**REQUIREMENT:**
Would you repeat exactly the part of the listing below that runs from the line containing "Would you mind pinning the eyebrow" down to the line containing "Would you mind pinning the nose in", inclusive, and nothing else?

======

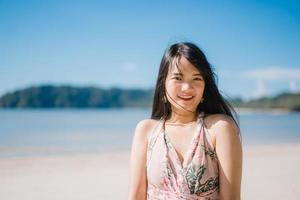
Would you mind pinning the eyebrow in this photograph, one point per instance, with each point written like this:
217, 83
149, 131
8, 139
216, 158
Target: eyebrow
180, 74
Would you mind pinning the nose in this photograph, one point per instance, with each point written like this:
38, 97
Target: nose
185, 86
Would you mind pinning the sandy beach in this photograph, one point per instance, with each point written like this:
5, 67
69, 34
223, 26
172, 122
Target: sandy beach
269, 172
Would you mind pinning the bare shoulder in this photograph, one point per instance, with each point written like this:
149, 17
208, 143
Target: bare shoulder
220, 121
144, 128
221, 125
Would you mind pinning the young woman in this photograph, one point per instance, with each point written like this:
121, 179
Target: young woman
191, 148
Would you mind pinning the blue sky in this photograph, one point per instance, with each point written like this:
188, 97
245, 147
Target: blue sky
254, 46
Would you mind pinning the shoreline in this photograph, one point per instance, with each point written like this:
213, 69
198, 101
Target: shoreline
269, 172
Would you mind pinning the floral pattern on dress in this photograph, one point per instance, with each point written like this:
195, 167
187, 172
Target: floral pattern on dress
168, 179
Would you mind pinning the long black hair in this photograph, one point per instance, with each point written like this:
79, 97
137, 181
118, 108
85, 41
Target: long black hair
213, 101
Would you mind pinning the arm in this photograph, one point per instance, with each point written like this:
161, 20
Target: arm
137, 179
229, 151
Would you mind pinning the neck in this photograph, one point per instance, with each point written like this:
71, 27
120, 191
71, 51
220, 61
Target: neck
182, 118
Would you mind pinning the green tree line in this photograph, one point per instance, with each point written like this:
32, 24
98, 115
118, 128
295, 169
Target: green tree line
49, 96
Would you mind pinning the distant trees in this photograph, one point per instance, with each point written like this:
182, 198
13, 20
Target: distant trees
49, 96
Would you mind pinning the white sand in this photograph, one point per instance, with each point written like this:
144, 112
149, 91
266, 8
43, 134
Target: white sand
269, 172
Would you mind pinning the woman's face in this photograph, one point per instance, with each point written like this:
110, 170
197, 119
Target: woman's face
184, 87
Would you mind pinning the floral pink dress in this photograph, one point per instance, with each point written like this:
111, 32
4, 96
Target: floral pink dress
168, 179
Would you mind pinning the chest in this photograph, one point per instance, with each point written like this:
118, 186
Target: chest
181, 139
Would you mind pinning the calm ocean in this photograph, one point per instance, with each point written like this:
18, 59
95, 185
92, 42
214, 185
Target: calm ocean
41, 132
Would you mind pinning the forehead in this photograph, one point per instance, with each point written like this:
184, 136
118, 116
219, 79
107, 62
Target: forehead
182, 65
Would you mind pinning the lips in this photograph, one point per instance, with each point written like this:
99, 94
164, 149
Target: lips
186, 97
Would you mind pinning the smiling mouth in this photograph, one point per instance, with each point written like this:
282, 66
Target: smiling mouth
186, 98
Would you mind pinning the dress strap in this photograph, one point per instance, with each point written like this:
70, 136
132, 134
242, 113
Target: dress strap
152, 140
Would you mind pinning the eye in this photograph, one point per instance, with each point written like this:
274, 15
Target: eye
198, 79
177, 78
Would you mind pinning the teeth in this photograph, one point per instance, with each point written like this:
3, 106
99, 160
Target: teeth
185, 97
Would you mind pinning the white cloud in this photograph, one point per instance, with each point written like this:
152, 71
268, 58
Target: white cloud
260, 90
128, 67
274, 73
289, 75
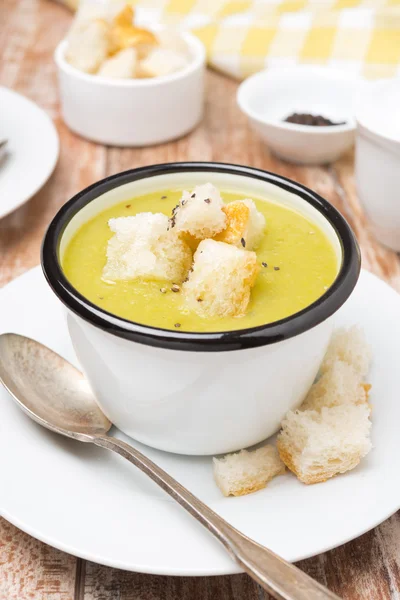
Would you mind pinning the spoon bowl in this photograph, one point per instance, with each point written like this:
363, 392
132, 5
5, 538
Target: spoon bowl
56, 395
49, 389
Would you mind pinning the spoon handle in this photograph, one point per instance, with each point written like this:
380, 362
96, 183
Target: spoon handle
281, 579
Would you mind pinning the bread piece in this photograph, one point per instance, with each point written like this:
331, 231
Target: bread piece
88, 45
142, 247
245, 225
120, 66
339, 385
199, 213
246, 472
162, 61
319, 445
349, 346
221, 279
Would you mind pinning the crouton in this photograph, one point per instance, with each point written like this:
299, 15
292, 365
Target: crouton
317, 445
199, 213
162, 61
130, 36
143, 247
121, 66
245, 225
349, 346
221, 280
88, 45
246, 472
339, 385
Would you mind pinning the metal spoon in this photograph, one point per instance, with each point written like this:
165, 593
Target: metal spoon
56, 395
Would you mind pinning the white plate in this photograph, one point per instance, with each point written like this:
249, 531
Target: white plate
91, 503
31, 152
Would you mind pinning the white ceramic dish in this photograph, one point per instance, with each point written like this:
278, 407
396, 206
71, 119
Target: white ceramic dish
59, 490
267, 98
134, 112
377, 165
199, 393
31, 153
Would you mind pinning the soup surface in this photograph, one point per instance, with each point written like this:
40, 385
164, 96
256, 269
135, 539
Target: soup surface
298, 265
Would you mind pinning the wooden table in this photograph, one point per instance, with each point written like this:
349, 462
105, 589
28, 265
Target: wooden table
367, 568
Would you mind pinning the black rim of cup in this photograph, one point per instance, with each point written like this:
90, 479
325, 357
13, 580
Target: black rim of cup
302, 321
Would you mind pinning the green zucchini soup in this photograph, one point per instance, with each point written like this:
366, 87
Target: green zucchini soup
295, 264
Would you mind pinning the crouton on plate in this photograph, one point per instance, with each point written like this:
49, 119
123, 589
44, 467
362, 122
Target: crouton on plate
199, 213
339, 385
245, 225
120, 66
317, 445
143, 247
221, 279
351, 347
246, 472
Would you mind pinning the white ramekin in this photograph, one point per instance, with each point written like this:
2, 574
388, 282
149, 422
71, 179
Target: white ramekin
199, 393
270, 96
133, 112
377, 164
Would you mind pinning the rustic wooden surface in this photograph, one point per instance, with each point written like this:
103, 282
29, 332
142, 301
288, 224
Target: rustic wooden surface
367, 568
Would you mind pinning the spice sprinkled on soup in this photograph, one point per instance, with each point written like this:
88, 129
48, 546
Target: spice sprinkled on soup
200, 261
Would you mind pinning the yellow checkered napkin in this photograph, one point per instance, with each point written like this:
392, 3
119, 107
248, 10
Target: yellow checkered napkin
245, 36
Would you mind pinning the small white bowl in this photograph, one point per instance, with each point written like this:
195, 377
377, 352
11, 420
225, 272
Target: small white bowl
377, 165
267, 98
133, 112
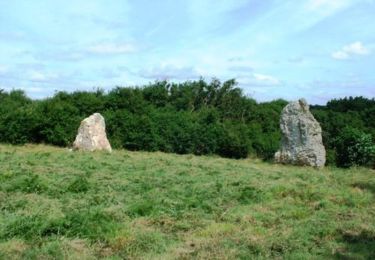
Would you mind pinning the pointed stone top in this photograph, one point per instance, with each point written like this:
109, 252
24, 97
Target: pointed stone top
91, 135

======

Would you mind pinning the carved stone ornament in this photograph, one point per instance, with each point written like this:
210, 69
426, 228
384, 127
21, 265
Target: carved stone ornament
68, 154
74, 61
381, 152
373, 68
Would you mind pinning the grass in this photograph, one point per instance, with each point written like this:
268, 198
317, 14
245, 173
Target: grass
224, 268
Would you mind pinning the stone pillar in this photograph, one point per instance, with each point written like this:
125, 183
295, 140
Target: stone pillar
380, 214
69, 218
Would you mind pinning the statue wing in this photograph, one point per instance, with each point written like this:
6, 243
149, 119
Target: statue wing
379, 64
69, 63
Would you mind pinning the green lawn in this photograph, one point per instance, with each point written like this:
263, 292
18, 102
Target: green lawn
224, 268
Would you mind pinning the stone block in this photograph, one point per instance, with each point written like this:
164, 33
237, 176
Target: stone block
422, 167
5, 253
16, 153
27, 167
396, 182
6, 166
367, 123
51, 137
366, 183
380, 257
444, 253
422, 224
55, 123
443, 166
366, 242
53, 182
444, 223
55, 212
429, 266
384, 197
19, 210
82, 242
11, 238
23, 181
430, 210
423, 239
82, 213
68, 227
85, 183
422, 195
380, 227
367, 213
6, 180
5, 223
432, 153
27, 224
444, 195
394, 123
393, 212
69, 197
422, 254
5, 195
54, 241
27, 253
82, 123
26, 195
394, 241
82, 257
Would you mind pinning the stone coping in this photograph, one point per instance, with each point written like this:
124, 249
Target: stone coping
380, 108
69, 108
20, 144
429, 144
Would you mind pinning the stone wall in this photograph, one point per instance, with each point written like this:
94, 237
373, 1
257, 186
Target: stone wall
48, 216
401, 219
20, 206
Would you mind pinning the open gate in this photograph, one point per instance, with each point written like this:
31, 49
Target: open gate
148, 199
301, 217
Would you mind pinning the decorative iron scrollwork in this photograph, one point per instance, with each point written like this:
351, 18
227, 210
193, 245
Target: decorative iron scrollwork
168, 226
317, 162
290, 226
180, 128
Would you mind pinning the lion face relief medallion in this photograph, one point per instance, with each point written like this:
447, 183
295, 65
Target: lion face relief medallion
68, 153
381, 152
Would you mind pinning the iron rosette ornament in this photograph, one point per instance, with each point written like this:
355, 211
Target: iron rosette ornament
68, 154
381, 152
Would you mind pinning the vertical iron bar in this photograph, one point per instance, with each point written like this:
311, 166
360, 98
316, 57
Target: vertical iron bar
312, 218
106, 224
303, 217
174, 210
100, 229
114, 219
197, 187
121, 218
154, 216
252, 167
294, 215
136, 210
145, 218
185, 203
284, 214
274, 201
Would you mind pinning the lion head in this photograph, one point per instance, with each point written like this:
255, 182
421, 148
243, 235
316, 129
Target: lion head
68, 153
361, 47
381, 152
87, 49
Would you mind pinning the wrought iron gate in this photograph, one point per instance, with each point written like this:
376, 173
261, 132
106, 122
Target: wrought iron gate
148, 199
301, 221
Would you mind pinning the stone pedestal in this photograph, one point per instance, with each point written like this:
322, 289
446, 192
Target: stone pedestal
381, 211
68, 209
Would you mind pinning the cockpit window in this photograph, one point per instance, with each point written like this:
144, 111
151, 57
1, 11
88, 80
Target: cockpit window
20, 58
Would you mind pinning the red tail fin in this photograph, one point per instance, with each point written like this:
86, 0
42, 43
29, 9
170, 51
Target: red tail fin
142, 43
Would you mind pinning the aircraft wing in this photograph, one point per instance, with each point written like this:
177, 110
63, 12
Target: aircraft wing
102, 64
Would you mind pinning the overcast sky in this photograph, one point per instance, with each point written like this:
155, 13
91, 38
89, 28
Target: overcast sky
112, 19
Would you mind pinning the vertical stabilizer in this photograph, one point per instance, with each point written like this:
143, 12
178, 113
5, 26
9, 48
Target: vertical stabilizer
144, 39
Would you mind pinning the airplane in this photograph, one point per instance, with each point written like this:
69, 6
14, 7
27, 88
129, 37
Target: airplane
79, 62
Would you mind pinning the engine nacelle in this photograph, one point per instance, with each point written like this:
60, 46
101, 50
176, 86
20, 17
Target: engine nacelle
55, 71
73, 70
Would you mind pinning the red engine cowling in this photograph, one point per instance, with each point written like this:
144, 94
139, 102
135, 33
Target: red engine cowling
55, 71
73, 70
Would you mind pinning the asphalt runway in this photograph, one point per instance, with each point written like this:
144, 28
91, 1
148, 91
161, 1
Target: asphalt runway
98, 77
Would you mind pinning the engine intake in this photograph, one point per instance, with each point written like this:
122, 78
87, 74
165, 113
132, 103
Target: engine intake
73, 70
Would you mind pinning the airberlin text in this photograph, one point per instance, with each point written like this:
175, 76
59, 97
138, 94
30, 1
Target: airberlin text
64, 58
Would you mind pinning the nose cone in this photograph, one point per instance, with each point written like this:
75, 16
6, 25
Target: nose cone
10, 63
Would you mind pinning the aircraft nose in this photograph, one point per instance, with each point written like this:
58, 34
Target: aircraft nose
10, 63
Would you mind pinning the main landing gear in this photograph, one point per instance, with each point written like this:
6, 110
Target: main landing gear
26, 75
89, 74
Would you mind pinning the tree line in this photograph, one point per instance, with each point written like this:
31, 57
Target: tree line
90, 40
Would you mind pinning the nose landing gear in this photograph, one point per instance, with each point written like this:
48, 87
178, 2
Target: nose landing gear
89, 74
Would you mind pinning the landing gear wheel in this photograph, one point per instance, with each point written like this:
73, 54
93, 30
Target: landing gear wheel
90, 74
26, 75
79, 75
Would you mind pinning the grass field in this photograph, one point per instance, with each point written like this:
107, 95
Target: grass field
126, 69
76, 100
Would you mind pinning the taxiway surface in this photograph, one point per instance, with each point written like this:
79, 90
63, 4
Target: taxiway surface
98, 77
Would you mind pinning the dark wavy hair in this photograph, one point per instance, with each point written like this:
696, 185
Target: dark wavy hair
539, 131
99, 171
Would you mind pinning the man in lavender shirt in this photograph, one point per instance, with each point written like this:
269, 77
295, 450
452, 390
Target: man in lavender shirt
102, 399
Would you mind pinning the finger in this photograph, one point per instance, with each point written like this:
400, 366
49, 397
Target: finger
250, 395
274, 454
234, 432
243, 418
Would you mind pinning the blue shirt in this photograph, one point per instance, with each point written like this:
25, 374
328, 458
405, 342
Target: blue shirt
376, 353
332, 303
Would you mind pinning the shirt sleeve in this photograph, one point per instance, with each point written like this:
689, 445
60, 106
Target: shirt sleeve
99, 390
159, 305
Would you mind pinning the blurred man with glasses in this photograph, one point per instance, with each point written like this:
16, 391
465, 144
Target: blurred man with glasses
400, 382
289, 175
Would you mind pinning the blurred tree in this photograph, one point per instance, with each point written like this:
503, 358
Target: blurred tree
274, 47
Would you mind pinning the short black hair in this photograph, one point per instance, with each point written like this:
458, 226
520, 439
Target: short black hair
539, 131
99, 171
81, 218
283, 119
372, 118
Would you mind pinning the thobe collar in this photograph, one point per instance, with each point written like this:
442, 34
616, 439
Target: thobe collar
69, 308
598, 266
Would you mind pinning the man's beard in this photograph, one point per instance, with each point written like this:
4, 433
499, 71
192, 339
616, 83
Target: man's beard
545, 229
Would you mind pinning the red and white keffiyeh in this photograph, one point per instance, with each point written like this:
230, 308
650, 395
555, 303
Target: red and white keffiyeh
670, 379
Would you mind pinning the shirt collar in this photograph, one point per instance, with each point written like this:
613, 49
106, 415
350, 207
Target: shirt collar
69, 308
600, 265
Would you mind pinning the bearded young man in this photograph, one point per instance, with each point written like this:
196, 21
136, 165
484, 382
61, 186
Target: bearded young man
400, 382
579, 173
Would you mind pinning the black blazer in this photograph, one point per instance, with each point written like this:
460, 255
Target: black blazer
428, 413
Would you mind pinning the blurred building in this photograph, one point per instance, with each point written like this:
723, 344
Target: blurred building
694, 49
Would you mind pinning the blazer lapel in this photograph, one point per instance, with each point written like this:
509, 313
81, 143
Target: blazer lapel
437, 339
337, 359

======

**ANSWER BOX:**
Would you mind pinning the eyebrow in this photograph, one point per instance, with each point written like this:
217, 83
149, 131
8, 139
216, 158
Target: eyebrow
180, 74
Would you mind pinning the nose in this photograph, one point per instance, with each point written like this:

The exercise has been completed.